▸ Task to complete
Edit all of the items below so that every "pixel coordinates" becomes "image coordinates", and keep everything else the same.

==*==

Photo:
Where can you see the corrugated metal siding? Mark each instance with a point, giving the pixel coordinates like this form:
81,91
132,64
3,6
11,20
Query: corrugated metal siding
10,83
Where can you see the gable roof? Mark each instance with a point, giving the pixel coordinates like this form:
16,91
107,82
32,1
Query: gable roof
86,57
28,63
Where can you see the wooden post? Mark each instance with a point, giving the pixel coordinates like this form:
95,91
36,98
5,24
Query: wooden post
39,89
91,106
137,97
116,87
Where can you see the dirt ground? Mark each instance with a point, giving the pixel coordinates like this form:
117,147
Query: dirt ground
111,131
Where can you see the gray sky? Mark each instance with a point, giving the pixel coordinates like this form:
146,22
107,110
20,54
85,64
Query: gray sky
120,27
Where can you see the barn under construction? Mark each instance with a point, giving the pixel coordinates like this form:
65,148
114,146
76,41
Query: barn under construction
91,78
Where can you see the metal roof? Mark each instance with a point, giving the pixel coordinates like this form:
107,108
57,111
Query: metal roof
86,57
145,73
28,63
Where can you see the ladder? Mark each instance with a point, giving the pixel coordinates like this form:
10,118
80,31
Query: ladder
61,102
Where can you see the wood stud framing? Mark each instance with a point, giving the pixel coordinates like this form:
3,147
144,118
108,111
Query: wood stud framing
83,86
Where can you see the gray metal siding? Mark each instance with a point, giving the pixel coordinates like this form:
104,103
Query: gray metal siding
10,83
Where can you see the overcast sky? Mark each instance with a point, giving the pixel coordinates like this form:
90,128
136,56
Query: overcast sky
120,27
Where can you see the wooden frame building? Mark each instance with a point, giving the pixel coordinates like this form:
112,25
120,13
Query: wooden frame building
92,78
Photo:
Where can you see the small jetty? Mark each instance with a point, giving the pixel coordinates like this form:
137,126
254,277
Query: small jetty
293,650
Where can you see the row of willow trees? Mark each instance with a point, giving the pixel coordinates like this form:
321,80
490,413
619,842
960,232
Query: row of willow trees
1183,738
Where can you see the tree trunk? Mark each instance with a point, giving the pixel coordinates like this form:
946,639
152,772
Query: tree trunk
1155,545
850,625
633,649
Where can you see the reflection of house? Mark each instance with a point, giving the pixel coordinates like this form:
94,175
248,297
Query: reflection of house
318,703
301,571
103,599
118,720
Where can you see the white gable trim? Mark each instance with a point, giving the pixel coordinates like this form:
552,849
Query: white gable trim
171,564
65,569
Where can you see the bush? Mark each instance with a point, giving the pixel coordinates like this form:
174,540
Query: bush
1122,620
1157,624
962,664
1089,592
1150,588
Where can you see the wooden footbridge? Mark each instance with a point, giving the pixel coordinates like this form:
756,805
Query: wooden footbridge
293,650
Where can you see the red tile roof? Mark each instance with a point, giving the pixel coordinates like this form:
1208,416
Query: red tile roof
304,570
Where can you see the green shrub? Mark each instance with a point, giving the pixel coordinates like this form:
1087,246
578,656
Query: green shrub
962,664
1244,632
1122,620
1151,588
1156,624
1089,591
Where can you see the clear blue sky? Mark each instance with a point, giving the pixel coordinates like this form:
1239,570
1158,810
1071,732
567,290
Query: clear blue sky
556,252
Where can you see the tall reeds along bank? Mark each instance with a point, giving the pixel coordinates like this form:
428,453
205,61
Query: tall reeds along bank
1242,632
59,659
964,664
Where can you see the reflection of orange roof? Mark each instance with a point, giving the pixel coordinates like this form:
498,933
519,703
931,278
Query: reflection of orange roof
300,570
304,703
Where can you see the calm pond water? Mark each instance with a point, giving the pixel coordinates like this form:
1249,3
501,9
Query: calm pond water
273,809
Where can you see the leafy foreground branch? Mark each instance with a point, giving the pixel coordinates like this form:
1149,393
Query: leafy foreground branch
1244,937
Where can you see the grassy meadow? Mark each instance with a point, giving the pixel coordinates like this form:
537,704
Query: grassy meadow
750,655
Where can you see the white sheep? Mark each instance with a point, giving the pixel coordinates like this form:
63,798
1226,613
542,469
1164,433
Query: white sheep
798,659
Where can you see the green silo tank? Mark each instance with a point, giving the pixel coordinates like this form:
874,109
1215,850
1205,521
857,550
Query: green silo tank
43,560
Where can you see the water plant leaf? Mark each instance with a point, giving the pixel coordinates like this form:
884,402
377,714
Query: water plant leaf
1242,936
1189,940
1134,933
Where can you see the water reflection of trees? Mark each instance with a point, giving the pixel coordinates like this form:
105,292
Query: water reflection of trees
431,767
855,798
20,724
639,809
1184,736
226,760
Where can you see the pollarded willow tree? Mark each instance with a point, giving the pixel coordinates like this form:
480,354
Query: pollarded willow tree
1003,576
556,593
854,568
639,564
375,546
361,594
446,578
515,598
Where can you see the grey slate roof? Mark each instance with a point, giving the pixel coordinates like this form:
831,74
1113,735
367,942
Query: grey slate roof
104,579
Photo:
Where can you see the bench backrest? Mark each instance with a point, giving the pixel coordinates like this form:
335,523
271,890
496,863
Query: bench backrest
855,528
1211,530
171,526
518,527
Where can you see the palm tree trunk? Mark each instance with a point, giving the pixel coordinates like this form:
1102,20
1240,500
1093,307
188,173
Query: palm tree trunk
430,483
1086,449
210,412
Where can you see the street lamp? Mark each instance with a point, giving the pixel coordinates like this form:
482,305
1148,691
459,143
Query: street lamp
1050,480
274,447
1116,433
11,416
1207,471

==*==

▸ Reply to the exercise
Photo:
Where can you see the corrugated metal siding? Mark each instance with a point, giving the image coordinates like this form:
81,91
132,64
3,6
11,20
Query: corrugated metal siding
10,83
Where can you see the gable roof? Mark each instance with a point, giving the image coordinates like this form:
16,91
107,82
32,1
Query: gable roof
86,57
28,63
Where can you see the wooden post? Mark each instance with a point, giving the image coordinates like this form:
95,91
36,98
5,24
Query: wooden post
39,89
91,106
137,97
116,87
Where can you see the dirt ground? Mark each instance with a point, giving the image coordinates like this form:
117,147
Query: dirt ground
111,131
Where can you see the gray sky? Mark each instance with a point, giving the image coordinates like this form:
146,22
107,110
20,54
85,64
Query: gray sky
120,27
Where can you see the barn under construction? Mark each instance with a point, giving the image coordinates like this form:
65,148
114,146
76,41
Query: barn under construction
91,78
Where can you see the metal roof? Mark each instance with a point, giving the image coordinates like this form:
107,108
57,111
Query: metal roof
86,57
145,73
28,63
Where can you see the ladder? Mark each instance with a point, giving the image coordinates like this form:
10,118
80,31
Query: ladder
61,102
Where can you see the wood stud framing? Mark each instance with a point, giving the image coordinates like this form:
3,147
144,118
108,111
Query: wood stud framing
83,86
Where can you see the gray metal siding? Mark each instance with a point, giving the image coordinates like this form:
104,103
Query: gray metal siding
10,83
Where can you see the overcast sky? Mark each instance with a point, giving the image coordinates like this form:
90,128
136,56
Query: overcast sky
120,27
Where can you see the wooden frame building? Mark each instance with a point, giving the image coordinates like this form:
112,25
120,13
Query: wooden frame building
92,78
Photo:
Where can you see the small jetty? Mark each instance with a point, giving the image coordinates like this form:
137,126
254,277
Query: small jetty
293,650
Where can you see the row of willow trees? Mark each instance with a point, giving the image coordinates like this form:
321,80
490,413
619,842
960,232
Query: row of willow trees
1183,738
Where can you see the tree trunk? Mark each instance with a point, giving the image coordinates like this form:
946,639
152,772
Query: tree trunk
1155,545
850,625
633,649
Where can you see the reflection of house? Mark each instance with a point, giving the image coordinates like this form:
94,175
248,297
Query: reflection of house
318,703
301,571
103,599
118,720
Where can you see the white gable trim? Mark each instance with a point, giving the image coordinates like this form:
552,849
Query: white gable trim
171,564
65,569
Where can you see the bush? Mark each instance with a point, giving the image coordinates like this form:
174,540
Query: bush
1122,620
1157,624
962,664
1089,592
1150,588
Where can you see the wooden footbridge? Mark each instance with a point, giving the image coordinates like this form:
756,805
Query: wooden footbridge
293,650
Where can you see the red tile roof? Mark each instance with a point, giving the image coordinates like this form:
1208,416
Query: red tile roof
304,570
Where can you see the green shrub? Mark each instance with a point, giving the image coordinates like this form:
1087,246
578,656
Query: green shrub
962,664
1244,632
1122,620
1151,588
1156,624
1089,591
Where can you see the clear blue sky? Mark each instance with a point, giving the image coordinates like this form:
1239,570
1158,810
1071,732
567,290
Query: clear blue sky
556,252
Where can you see the tall reeds along bank? Mark each instance with a point, giving the image coordinates like this form:
428,453
205,61
Query: tall reeds along bank
1242,632
59,659
964,664
Where can you see the reflection of orange roof? Mark each instance with a point, giving the image coordinates like this form:
498,933
519,703
931,278
Query: reflection of orange roof
300,570
304,703
Where can you see the calm pond water? Mark each instance with a point, giving the image coordinates like this form:
1249,3
501,9
Query: calm pond water
273,809
Where can you see the leafy foreground branch? Mark each instance with a point, giving the image coordinates like this form:
1149,393
Query: leafy foreground branch
1244,937
Where can you see the grassy meadow? Mark each instance with a point, giving the image coordinates like this form:
537,704
Query: grassy meadow
750,655
Where can you see the white sheep? Mark each instance with a point, giving the image coordinates like this form:
63,798
1226,613
542,469
1164,433
Query: white sheep
798,659
Where can you see the green silo tank? Mark each instance with a point, giving the image coordinates like this form:
874,109
1215,850
1205,521
857,550
Query: green silo tank
43,560
Where can you see the water plant leaf? Mark each instance with a point, giving the image coordinates like this form:
884,402
377,714
Query: water plant leaf
1242,936
1189,940
1134,933
Where can you see the water reflection of trees? Mark each instance with a point, giving the image coordinates like this form:
105,292
Query: water reflection of trees
431,767
855,798
20,724
639,809
1184,736
226,760
Where can you see the pollarded willow tree? Mark each instance with a point, giving the image coordinates like this form:
480,354
Query: pollarded willow tree
1003,576
556,593
854,568
639,564
375,546
361,594
446,578
515,598
Where can you see the grey slate roof? Mark each instance with a point, giving the image coordinates like this form:
831,74
1113,735
367,942
Query: grey slate roof
104,579
Photo:
Where can you see the bench backrest? Mark each instance with a point, giving the image coordinates like this form:
335,523
271,890
496,863
Query: bench backrest
855,528
1211,530
171,526
518,527
Where can you see the palm tree trunk? Mark each instance with a point, giving the image coordinates like this form:
1102,20
1240,500
1093,307
188,173
Query: palm tree trunk
430,483
1086,449
210,412
Where can you see the street lamp? Mark each instance with a point, giving the image coordinates like this form:
482,305
1148,691
459,143
Query: street lamp
1050,480
274,447
1116,433
11,416
1207,471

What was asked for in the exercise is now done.